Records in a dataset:
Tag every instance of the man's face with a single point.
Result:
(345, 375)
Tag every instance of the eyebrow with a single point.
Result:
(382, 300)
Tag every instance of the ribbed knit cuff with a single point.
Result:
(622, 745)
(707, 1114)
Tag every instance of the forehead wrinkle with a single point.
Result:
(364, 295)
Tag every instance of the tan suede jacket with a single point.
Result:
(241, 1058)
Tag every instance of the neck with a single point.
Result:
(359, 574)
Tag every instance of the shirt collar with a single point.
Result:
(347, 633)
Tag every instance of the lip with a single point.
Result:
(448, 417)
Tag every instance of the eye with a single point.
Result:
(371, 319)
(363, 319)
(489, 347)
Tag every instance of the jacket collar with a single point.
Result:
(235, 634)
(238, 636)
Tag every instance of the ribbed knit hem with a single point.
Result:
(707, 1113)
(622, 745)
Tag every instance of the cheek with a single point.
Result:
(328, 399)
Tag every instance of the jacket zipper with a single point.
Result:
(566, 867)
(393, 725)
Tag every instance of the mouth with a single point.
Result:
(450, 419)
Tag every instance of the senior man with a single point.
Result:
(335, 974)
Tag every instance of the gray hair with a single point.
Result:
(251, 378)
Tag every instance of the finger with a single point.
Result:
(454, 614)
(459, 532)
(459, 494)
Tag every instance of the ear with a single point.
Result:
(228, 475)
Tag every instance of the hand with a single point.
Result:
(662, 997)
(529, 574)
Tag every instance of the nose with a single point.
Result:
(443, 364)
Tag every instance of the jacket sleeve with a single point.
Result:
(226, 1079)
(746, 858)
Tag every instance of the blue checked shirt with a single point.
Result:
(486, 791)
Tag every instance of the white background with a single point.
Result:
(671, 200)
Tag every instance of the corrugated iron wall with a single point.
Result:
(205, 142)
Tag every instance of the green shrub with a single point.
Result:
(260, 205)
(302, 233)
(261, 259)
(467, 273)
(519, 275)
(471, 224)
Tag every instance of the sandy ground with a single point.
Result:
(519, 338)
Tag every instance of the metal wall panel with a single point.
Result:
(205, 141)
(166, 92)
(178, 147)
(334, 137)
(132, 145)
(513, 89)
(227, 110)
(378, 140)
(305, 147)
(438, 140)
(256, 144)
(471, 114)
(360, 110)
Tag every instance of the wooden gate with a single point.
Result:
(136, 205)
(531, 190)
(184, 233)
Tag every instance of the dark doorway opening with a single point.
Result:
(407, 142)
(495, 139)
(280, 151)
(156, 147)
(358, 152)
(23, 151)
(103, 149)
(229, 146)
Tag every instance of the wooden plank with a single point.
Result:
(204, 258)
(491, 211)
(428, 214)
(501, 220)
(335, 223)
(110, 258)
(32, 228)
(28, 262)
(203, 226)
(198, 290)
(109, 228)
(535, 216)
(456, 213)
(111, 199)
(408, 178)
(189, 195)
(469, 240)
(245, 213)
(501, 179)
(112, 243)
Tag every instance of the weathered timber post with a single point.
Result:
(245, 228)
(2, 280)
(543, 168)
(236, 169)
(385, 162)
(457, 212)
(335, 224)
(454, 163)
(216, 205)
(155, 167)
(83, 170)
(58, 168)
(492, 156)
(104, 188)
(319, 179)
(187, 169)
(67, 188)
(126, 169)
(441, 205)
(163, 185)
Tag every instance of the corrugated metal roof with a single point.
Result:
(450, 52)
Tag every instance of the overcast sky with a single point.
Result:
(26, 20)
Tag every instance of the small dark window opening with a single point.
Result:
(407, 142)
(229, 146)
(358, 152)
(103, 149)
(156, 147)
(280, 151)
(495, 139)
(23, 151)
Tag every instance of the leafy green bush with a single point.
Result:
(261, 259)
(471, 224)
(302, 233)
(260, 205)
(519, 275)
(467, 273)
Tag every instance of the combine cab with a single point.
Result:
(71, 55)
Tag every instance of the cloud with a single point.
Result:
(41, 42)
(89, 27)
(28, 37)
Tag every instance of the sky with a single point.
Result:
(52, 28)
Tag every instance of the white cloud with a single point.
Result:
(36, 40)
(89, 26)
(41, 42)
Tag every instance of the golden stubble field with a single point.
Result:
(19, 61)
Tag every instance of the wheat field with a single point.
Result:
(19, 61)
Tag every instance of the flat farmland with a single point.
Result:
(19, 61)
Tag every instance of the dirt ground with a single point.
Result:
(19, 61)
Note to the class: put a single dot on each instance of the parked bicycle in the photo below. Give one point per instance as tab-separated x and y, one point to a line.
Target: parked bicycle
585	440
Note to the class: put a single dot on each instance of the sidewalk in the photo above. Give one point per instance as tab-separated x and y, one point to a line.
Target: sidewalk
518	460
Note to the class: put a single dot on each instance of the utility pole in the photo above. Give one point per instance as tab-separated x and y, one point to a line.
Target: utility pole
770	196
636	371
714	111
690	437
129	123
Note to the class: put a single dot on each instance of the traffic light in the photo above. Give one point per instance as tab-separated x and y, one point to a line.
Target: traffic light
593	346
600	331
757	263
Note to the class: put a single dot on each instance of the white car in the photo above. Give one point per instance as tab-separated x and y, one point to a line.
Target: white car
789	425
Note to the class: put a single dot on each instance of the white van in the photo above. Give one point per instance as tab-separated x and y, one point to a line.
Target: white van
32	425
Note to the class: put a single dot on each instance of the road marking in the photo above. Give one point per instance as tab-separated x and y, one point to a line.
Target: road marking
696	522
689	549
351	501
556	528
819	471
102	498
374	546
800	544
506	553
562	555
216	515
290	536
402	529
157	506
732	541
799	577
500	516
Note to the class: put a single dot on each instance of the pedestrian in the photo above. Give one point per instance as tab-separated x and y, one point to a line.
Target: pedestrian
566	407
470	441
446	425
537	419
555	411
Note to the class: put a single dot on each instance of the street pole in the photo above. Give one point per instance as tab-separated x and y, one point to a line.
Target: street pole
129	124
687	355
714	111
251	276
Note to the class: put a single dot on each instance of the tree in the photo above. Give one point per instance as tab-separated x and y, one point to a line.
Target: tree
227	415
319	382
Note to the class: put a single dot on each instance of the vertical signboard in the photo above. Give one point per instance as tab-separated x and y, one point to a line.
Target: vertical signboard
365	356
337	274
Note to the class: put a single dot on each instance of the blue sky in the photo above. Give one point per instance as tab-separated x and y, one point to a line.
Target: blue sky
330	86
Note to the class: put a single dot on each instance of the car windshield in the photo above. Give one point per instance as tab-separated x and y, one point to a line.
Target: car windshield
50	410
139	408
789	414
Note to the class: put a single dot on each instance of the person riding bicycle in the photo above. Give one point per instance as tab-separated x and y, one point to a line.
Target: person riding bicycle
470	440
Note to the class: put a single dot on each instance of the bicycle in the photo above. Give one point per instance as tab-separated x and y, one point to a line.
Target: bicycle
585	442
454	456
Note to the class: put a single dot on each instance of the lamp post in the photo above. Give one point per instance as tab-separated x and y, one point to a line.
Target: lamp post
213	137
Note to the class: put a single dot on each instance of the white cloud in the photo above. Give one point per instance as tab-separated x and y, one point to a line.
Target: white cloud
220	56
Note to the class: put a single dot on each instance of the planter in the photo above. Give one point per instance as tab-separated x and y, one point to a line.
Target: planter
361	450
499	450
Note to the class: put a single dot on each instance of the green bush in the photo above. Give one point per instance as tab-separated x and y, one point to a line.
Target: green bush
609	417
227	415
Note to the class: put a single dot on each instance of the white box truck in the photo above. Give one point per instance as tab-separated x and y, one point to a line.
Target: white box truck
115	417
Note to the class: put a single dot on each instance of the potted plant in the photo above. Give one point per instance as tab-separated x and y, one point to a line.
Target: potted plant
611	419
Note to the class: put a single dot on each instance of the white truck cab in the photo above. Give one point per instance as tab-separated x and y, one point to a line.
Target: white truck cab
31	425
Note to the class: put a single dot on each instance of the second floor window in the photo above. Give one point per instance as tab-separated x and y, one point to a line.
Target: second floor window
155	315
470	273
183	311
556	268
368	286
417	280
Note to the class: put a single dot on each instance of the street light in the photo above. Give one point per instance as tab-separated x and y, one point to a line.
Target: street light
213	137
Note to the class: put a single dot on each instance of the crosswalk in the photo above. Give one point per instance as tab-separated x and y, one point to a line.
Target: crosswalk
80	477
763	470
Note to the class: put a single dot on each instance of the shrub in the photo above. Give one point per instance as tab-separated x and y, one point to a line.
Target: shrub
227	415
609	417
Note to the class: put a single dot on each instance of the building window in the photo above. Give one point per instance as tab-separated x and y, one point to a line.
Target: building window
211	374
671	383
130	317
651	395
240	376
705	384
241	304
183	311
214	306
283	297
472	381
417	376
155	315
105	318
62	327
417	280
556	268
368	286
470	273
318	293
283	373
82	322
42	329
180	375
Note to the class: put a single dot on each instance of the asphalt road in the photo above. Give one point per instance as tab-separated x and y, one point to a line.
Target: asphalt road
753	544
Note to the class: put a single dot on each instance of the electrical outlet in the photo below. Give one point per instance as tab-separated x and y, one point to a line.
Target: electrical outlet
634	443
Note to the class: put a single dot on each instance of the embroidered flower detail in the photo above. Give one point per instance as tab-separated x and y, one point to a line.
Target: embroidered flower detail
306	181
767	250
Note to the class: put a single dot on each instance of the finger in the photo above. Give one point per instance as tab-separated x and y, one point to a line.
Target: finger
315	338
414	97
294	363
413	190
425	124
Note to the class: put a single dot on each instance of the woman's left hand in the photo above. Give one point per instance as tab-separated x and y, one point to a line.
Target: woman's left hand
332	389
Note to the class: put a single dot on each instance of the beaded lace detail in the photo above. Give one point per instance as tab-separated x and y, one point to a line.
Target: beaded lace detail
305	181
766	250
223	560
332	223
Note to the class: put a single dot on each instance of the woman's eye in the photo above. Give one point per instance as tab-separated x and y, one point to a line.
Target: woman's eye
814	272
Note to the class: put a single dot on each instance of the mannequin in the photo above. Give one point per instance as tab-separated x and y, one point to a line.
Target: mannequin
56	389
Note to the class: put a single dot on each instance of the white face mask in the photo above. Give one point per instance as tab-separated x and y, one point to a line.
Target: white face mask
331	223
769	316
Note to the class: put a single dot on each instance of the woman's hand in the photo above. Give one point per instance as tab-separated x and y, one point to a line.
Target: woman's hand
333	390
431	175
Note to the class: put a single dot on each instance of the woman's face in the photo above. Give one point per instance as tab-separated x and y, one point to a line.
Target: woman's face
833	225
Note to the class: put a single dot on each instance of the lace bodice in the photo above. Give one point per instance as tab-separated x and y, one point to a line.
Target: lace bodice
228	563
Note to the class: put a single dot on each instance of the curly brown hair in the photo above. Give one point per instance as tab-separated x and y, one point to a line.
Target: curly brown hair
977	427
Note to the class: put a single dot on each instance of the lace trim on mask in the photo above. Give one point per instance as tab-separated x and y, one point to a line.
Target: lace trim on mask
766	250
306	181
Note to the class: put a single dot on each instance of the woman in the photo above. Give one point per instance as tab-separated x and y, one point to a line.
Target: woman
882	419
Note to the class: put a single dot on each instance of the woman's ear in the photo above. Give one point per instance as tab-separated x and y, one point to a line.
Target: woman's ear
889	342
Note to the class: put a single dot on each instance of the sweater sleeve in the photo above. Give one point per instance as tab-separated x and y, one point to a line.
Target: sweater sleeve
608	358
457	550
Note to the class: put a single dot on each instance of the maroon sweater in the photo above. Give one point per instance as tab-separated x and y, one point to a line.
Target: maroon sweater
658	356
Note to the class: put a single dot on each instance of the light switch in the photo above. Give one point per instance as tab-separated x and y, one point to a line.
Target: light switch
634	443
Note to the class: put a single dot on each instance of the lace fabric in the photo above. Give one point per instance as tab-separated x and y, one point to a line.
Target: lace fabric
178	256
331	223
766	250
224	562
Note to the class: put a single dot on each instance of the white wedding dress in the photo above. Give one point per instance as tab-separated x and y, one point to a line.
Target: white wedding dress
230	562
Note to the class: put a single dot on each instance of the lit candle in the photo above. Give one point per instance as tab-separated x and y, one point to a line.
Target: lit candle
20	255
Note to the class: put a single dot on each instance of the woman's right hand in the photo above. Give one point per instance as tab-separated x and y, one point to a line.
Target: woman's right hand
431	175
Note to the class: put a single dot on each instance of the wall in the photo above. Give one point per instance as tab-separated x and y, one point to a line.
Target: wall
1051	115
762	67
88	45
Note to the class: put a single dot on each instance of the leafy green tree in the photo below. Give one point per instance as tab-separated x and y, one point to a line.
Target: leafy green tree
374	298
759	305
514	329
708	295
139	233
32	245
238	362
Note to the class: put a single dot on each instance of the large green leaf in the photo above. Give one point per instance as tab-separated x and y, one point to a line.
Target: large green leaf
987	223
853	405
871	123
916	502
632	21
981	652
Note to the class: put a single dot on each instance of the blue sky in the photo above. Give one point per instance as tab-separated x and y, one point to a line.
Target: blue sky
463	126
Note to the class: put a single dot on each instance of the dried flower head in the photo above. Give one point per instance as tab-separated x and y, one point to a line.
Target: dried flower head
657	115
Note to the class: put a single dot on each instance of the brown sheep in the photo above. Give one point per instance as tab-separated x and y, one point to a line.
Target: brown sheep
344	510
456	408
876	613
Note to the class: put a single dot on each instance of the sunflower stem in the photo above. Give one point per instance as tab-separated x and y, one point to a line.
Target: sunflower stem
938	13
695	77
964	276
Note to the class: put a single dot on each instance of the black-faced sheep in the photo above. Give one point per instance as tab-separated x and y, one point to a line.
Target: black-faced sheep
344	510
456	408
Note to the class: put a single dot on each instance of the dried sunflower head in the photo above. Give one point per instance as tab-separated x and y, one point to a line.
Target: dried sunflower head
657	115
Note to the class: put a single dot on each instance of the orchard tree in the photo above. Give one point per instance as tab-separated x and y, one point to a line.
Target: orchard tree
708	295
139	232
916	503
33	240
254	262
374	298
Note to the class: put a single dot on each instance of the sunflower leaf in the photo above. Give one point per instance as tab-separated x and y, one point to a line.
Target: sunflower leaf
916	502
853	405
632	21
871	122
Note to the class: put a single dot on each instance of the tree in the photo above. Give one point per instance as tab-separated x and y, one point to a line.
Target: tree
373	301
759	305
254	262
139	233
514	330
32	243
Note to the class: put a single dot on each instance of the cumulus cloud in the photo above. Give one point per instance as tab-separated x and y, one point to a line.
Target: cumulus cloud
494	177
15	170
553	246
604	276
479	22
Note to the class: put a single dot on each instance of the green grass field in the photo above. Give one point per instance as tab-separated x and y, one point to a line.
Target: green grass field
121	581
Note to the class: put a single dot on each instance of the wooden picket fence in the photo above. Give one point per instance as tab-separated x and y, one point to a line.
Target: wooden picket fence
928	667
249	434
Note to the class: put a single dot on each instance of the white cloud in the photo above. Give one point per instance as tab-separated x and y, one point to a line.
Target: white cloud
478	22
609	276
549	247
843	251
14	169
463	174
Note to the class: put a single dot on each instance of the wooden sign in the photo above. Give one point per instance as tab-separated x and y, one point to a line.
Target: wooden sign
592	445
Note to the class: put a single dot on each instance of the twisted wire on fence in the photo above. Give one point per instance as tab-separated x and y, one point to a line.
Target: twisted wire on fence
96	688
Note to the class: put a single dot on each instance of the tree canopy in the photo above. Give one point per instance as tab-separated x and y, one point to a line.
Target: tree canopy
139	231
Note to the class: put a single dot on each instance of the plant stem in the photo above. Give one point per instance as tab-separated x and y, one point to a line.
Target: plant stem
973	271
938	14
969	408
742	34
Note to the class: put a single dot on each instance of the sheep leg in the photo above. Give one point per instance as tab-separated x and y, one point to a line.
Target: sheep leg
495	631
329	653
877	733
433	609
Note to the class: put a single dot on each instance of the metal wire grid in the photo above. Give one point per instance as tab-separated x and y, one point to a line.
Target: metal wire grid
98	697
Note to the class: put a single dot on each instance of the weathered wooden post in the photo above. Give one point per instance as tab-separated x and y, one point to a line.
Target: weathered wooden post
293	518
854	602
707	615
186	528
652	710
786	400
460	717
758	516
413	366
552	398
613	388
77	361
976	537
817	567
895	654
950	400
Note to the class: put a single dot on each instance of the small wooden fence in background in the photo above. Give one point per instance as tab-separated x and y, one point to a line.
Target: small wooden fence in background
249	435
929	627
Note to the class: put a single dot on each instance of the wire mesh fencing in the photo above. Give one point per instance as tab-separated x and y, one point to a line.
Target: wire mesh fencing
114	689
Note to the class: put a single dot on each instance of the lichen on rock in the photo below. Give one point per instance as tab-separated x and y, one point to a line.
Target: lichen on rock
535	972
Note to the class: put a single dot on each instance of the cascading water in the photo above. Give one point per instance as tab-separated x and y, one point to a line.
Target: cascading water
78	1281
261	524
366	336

Task instructions:
Please write out, word for word, the stretch of the records from the very first line through the line containing "(241, 1058)", including both ends. Reproduce those lines only.

Result for this exercise:
Tag every instance of the man's face with a single point.
Result:
(345, 375)
Tag every instance of the eyebrow with a single point.
Result:
(382, 300)
Tag every instance of the ribbed knit cuff with a single point.
Result:
(622, 745)
(707, 1114)
Tag every instance of the forehead wrinkle with a single point.
Result:
(364, 295)
Tag every instance of the tan suede jacket with a single point.
Result:
(241, 1058)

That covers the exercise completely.